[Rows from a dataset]
——
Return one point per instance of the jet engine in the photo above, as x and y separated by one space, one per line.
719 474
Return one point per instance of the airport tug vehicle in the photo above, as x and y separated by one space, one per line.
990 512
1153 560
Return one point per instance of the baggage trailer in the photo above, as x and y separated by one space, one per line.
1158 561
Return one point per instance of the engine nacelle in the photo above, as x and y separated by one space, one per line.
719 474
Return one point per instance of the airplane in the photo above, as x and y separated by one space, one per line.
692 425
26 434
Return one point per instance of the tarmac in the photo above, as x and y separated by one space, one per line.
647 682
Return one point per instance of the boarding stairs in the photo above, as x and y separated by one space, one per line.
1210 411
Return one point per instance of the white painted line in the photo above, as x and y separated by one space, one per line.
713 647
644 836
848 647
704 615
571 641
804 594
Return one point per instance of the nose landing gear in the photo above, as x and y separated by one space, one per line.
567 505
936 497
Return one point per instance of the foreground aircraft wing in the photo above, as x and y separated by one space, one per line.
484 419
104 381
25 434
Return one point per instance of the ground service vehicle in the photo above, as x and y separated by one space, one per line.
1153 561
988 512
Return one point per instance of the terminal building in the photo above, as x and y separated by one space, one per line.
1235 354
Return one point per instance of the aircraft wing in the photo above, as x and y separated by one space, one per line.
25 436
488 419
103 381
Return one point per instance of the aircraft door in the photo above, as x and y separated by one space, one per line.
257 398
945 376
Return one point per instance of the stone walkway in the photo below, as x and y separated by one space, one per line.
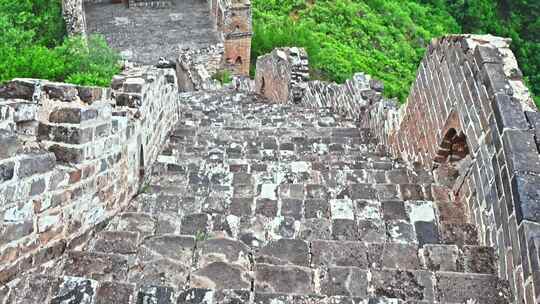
143 35
275 204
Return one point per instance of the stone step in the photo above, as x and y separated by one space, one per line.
337 285
201 253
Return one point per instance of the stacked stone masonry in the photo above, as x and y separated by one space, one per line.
301 192
234 22
192 24
252 202
72 157
470 119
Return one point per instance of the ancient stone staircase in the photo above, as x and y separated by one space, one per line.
252 202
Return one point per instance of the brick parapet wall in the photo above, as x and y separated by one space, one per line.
196 66
471 85
85 161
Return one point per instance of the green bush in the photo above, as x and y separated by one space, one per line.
33 44
386 38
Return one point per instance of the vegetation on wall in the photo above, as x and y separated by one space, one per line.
——
Given problem =>
Write out again the lines from the one with "Return one point per instance of the terminal" through the end of the records exactly, without any of the pictures.

Task response =>
Return one point per instance of the terminal building in the photo above, as x and y separated by one space, one per line.
1235 354
Return one point per instance of the aircraft wing in the photo above, as x and y separated by one space, one per line.
25 436
488 419
103 381
Return one point per instance of the aircraft door in the photo above, as x and y separated by one space, one per line.
257 398
945 376
Return one point per instance of the stone walkway in the photo below, as x and y separated by one space, one per line.
143 35
275 204
Return one point per instance of the stone step in the photo above, as x and y separated by one space, one per line.
337 285
201 253
Return one point per instance of the stacked stone masonry in the photo above, as x and y separated by one space, one per line.
301 192
234 22
192 24
252 202
72 157
470 119
Return one point per instance of the ancient stone staircase in the photo above, as x and y separated by one space, one per line.
252 202
Return one point per instance of the brick parapet wall in the photo above, as x and y separated by one space, one per line.
196 66
471 85
85 161
Return one point per instance of the green bush in the photo above, as x and y separated by one space, one per line.
33 44
386 38
Return one point per instance of the vegetation on wall in the photo above, as x and y separated by one space, one per line.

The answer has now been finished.